YOUR TASK ->
Reproduce verbatim the lines of the material starting at the line containing "Indicate a point on each instance of the tiled" and ending at the line containing "x=515, y=108", including both of those lines. Output nothing else.

RAW DATA ->

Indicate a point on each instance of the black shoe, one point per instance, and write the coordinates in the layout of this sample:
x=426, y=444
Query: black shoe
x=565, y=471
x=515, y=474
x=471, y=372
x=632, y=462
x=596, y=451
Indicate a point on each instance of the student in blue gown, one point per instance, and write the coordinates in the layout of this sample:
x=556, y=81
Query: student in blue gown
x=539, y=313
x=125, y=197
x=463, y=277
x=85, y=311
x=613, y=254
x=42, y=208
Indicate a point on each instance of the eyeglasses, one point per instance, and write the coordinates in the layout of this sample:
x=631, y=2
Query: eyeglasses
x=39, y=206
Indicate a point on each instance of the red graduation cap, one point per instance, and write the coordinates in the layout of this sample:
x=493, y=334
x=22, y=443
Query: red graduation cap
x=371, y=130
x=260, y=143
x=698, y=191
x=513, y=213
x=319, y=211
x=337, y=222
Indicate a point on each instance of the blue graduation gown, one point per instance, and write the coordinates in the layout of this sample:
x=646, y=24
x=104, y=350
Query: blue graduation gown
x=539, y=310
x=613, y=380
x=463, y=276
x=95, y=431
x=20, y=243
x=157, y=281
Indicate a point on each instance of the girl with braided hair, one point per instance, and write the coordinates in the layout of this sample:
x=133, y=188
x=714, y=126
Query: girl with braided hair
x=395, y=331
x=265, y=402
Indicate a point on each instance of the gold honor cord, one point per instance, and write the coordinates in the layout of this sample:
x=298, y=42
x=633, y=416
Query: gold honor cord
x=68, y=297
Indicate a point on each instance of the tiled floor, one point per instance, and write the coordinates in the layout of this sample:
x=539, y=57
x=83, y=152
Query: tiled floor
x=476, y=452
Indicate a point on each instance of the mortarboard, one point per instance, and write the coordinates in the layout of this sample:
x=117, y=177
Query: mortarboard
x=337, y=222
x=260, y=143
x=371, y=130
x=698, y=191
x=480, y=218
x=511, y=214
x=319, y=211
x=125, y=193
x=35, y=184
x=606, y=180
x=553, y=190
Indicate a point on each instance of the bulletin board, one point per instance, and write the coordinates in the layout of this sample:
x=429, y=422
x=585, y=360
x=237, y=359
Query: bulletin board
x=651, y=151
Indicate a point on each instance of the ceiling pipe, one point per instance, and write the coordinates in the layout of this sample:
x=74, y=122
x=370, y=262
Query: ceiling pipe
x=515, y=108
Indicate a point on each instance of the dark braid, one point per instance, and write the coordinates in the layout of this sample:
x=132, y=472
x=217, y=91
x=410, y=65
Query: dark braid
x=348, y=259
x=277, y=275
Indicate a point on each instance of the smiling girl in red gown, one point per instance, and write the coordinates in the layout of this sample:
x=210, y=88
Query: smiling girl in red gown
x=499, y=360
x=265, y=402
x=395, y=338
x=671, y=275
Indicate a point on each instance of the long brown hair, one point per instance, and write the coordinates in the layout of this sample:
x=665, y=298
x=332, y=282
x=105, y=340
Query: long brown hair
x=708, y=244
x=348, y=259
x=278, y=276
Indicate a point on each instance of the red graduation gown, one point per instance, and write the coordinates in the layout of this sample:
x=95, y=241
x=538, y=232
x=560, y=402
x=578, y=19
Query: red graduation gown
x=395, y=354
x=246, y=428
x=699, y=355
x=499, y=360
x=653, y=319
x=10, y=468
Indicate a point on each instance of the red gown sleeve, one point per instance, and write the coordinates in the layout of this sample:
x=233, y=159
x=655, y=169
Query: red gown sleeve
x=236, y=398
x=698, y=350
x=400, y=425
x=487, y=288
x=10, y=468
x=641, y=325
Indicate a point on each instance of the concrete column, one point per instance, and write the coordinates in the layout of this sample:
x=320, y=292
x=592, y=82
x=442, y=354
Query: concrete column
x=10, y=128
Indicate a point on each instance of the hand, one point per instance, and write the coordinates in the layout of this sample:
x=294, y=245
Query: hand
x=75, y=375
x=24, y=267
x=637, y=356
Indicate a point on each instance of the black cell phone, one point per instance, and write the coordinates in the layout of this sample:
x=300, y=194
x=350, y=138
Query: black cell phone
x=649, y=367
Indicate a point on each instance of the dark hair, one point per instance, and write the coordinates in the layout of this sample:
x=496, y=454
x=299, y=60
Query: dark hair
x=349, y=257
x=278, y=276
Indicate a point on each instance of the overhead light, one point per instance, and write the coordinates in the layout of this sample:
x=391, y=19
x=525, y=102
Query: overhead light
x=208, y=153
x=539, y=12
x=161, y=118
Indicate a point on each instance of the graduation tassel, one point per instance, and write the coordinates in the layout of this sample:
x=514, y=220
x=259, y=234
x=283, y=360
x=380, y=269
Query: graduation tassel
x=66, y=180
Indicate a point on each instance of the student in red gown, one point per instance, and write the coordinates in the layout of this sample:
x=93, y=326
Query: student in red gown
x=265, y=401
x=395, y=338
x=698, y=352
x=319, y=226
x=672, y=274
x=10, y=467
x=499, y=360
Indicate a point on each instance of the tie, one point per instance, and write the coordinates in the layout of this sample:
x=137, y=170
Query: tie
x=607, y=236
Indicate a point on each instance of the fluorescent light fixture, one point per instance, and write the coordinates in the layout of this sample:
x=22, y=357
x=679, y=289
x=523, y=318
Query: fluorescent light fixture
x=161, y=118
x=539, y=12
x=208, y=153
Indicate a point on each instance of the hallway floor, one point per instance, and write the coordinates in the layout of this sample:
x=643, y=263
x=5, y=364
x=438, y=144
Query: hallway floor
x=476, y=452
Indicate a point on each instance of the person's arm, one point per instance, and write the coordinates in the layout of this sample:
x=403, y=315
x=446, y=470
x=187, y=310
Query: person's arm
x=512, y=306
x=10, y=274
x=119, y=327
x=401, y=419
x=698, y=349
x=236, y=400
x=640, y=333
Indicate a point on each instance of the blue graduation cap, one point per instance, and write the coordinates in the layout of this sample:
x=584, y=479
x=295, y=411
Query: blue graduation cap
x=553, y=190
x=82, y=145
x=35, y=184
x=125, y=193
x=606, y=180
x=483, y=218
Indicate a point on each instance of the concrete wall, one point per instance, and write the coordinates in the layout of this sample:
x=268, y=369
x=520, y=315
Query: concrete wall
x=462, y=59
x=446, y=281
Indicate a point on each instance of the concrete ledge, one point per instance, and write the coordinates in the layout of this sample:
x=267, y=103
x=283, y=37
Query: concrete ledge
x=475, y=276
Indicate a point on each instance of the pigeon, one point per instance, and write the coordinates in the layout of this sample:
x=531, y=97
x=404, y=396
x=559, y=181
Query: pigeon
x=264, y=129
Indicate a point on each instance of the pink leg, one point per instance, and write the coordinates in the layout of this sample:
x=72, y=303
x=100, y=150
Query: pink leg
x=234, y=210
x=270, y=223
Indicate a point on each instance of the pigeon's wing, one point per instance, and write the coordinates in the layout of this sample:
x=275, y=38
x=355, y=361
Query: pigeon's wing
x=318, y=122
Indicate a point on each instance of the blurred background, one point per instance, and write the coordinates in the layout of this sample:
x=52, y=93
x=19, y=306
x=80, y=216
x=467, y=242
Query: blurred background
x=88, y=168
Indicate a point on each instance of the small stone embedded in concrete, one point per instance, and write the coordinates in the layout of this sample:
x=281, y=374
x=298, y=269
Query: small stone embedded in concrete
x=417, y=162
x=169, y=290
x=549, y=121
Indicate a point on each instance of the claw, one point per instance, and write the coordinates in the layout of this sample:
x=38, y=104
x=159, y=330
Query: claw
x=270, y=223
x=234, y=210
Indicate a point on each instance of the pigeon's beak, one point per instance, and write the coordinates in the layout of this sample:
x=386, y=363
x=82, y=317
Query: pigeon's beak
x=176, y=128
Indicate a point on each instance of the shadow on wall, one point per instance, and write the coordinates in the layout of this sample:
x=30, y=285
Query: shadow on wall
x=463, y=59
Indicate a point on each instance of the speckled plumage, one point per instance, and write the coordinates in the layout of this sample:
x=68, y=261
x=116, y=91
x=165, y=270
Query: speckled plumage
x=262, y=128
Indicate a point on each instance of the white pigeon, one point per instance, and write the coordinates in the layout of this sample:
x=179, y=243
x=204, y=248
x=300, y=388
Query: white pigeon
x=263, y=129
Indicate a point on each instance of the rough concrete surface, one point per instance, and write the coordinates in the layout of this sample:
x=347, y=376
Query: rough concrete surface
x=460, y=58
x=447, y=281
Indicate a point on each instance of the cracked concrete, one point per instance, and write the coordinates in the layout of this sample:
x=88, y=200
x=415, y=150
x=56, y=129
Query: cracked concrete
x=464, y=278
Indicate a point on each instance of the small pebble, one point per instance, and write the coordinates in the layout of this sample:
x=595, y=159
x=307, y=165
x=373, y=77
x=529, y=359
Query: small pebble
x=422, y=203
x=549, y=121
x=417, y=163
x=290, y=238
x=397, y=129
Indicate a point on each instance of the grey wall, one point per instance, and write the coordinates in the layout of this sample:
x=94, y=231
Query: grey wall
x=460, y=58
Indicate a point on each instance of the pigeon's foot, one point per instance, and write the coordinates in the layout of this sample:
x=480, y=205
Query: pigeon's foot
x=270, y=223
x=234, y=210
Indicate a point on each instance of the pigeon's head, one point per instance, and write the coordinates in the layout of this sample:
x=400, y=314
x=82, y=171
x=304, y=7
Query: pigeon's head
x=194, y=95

THE ANSWER ->
Indicate a point on each instance of the tiled floor, one point per instance, and write the coordinates in the layout of this sample:
x=539, y=57
x=83, y=152
Query: tiled floor
x=476, y=452
Indicate a point on each instance of the mortarboard, one point per instance, and write the coordinates in the layout of this sample:
x=117, y=177
Query: mortarboard
x=337, y=222
x=260, y=143
x=371, y=130
x=698, y=191
x=480, y=218
x=511, y=214
x=319, y=211
x=125, y=193
x=35, y=184
x=606, y=180
x=553, y=190
Indicate a point on each instance of the bulletin board, one point per instance, and write the coordinates in the layout of this sample:
x=429, y=422
x=585, y=360
x=237, y=359
Query: bulletin board
x=651, y=151
Indicate a point on each instance of the ceiling pipe, one point per instance, and write the coordinates in the layout of this sample:
x=74, y=122
x=370, y=262
Query: ceiling pipe
x=515, y=108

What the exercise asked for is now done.